- [Recorded data]
•••
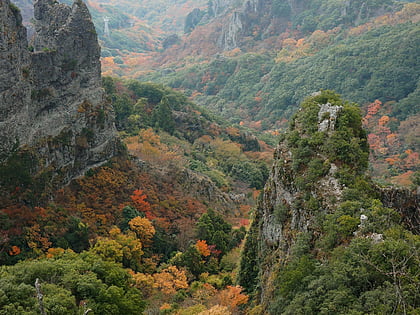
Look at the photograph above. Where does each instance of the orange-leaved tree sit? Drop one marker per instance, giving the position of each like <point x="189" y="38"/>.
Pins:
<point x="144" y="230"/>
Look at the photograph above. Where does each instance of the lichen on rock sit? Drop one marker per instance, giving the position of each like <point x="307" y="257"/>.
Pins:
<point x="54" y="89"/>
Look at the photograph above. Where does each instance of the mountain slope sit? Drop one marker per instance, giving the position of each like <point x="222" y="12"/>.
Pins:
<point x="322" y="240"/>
•••
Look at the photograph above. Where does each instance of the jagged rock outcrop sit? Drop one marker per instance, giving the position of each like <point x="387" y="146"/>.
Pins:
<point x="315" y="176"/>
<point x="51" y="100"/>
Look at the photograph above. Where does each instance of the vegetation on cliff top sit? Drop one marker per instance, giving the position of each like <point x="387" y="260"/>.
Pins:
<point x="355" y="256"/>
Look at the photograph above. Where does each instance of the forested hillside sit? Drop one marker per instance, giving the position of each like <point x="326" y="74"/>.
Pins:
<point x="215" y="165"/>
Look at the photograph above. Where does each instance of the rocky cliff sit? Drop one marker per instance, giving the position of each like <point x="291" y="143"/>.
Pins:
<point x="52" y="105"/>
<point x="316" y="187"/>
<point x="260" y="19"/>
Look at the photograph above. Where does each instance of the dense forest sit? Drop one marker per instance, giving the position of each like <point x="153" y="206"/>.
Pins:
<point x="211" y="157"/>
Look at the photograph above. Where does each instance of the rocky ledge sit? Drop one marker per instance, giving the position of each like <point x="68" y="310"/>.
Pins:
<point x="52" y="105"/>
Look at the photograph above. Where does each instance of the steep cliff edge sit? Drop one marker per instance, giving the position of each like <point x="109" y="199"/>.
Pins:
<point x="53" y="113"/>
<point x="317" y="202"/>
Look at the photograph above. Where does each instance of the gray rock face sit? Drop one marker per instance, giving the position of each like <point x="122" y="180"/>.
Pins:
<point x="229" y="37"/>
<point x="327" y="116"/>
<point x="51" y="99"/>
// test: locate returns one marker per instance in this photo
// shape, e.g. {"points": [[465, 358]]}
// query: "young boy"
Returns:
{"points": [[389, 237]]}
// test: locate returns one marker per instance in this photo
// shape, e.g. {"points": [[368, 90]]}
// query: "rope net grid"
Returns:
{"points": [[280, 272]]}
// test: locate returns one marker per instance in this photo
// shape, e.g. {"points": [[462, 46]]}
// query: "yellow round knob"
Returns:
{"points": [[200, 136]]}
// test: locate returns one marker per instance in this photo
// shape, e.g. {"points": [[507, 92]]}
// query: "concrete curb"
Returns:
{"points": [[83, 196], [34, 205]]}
•••
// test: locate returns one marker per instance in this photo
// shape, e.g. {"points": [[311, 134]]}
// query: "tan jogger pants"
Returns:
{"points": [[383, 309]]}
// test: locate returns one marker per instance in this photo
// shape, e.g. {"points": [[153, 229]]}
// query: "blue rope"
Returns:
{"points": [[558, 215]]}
•••
- [Problem to solve]
Collect and copy out every line of the rows above that contains the string "query".

- [Answer to the task]
// query: "young boy"
// query: "rope net grid"
// query: "yellow round knob"
// query: "concrete curb"
// query: "tan jogger pants"
// query: "blue rope"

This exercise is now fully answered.